Instructions to follow:
Counting from the line that holds "Tag leather sandal.", return each line exactly, through and including the last line of the entries.

Content starts

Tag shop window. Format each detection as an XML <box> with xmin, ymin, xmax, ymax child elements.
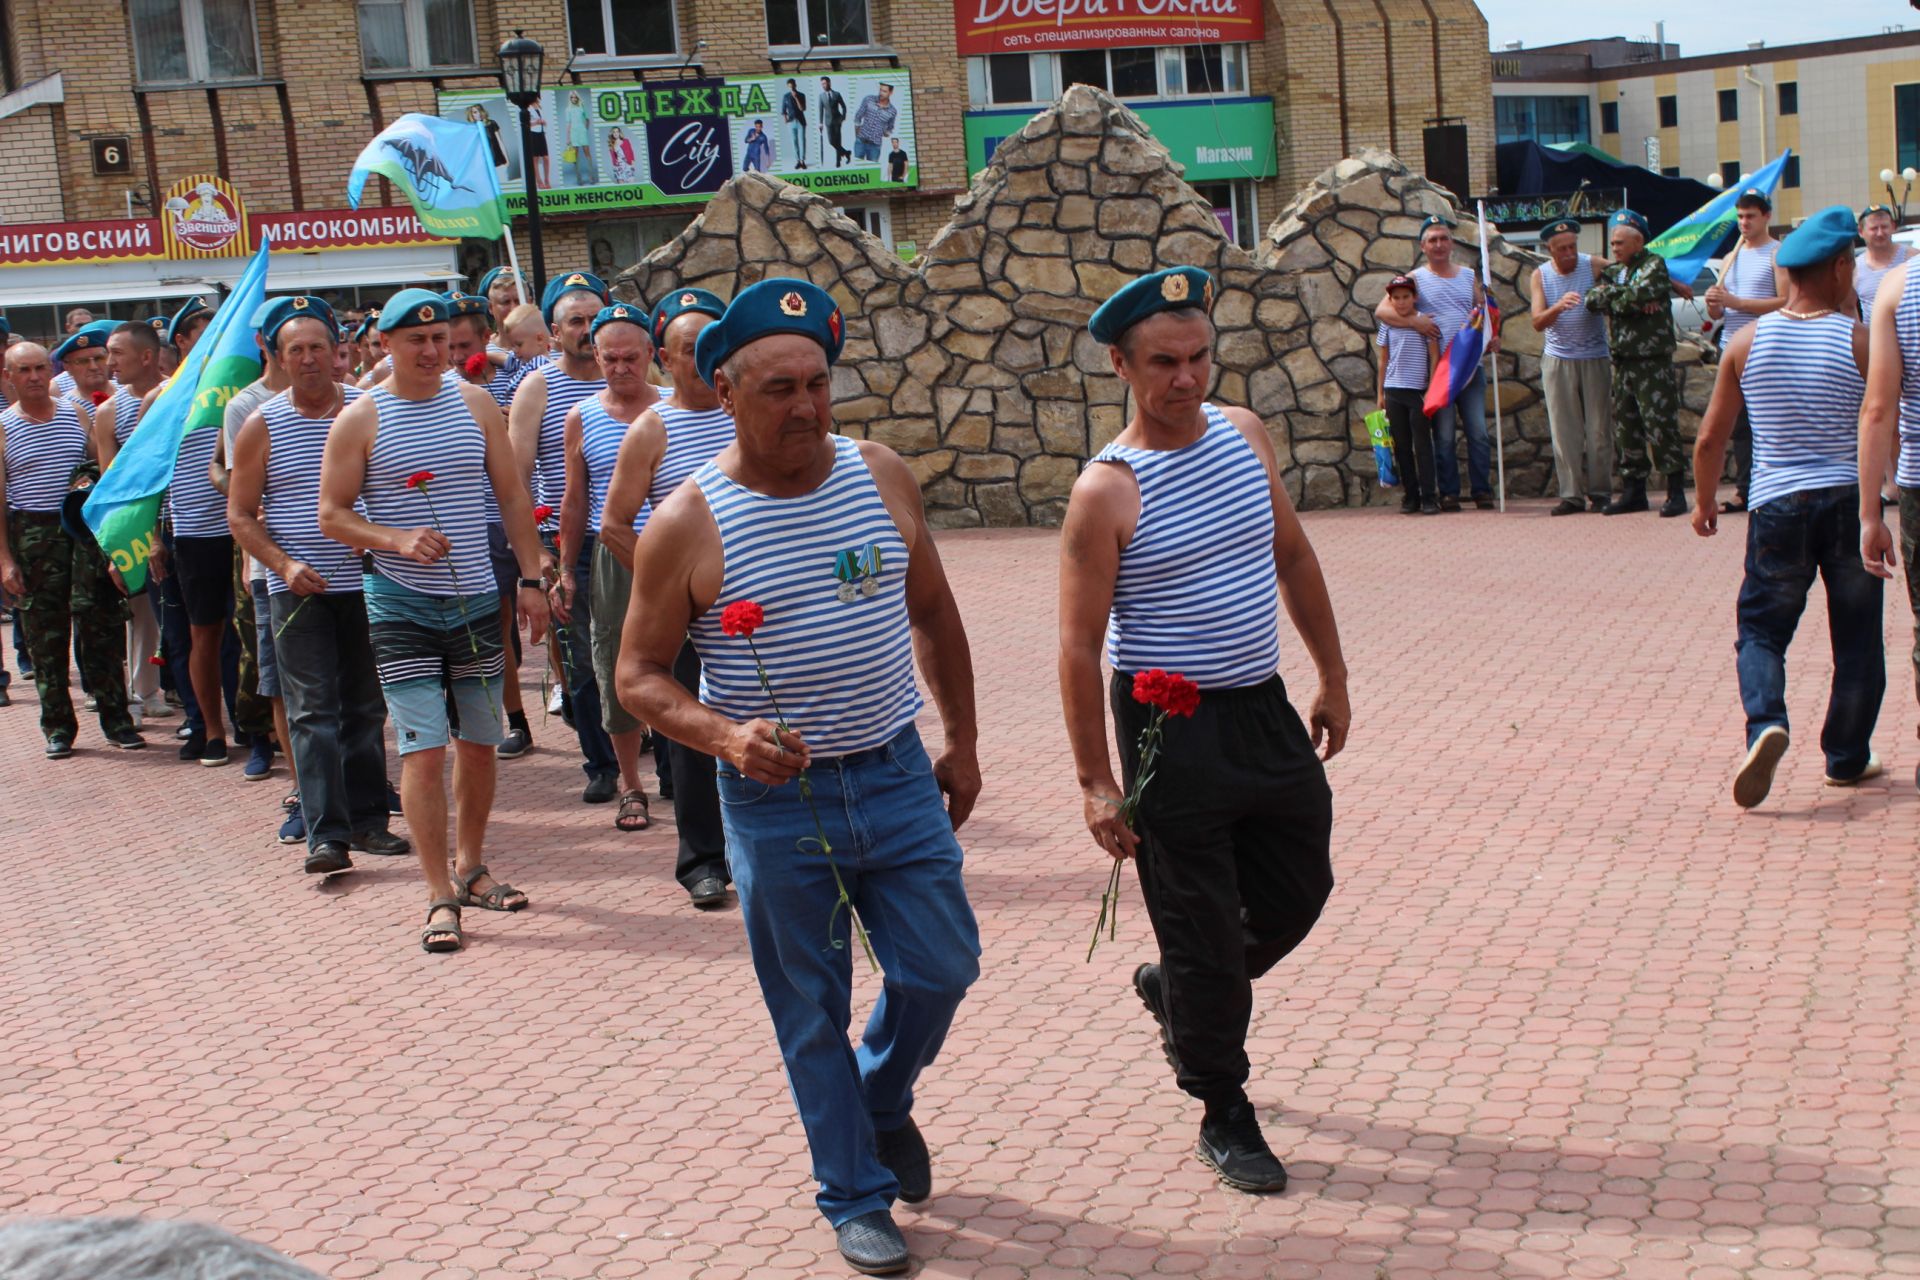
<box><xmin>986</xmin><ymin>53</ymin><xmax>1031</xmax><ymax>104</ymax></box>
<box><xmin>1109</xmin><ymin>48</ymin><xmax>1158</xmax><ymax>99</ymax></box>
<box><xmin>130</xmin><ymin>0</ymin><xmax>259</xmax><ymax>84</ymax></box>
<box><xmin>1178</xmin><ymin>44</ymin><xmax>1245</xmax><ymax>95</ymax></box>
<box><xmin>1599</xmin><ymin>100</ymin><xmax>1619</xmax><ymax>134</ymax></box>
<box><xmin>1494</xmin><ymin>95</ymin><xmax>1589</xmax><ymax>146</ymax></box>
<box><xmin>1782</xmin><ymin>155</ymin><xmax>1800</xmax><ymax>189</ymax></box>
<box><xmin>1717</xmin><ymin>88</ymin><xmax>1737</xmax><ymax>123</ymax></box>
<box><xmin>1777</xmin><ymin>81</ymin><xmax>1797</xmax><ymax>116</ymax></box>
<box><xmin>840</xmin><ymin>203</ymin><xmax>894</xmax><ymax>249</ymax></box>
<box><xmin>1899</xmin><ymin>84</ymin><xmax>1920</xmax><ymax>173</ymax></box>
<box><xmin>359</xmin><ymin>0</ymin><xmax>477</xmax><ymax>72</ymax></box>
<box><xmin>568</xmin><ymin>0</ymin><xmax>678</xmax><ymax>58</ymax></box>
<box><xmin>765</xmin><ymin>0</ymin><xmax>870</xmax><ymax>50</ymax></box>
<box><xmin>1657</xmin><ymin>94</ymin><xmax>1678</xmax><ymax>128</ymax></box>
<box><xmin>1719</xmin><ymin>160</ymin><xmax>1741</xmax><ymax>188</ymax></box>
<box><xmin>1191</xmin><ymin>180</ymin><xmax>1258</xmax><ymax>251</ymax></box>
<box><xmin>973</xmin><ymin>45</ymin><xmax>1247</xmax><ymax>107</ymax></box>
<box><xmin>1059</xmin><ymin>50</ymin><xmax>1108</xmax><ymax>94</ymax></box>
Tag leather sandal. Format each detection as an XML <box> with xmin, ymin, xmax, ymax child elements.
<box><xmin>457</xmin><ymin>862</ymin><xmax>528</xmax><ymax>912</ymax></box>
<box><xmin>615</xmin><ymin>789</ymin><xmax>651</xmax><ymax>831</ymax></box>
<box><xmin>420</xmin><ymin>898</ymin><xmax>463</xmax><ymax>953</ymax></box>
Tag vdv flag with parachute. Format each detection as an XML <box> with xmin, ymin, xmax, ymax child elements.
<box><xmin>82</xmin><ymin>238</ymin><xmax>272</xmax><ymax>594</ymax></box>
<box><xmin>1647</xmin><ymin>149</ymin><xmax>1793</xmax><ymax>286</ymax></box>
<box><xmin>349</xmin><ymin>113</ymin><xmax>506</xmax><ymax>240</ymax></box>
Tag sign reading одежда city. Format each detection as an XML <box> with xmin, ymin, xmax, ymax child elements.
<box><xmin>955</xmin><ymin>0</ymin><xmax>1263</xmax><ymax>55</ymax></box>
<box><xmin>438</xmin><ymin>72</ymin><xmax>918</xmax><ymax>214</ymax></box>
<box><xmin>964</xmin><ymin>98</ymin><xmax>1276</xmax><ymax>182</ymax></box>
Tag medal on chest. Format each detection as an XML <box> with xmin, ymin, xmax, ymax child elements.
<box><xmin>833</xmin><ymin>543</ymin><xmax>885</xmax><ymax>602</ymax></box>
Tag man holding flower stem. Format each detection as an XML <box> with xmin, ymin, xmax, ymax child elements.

Content ends

Response box:
Tag leather sandal. Format each detection as an XML <box> with xmin, ymin, xmax, ymax child elements.
<box><xmin>457</xmin><ymin>862</ymin><xmax>528</xmax><ymax>912</ymax></box>
<box><xmin>615</xmin><ymin>789</ymin><xmax>651</xmax><ymax>831</ymax></box>
<box><xmin>420</xmin><ymin>898</ymin><xmax>463</xmax><ymax>953</ymax></box>
Tag vdv flag with parachute. Format each detection as an XML <box> with xmin, ymin, xmax, ymax child elements.
<box><xmin>82</xmin><ymin>238</ymin><xmax>272</xmax><ymax>594</ymax></box>
<box><xmin>1647</xmin><ymin>149</ymin><xmax>1793</xmax><ymax>286</ymax></box>
<box><xmin>349</xmin><ymin>113</ymin><xmax>506</xmax><ymax>240</ymax></box>
Tag sign reading одежда city. Format each detection as an XML <box> with xmin, ymin, xmax, ymax child elements.
<box><xmin>955</xmin><ymin>0</ymin><xmax>1263</xmax><ymax>55</ymax></box>
<box><xmin>438</xmin><ymin>72</ymin><xmax>918</xmax><ymax>214</ymax></box>
<box><xmin>964</xmin><ymin>98</ymin><xmax>1276</xmax><ymax>182</ymax></box>
Tag medal on chest. Format each detection as an XML <box> with xmin, ymin, xmax, ymax child elements.
<box><xmin>833</xmin><ymin>543</ymin><xmax>885</xmax><ymax>602</ymax></box>
Tag man holding flower stem. Format each detection as an XML <box> with xmin, ymin, xmax, ymax child elements.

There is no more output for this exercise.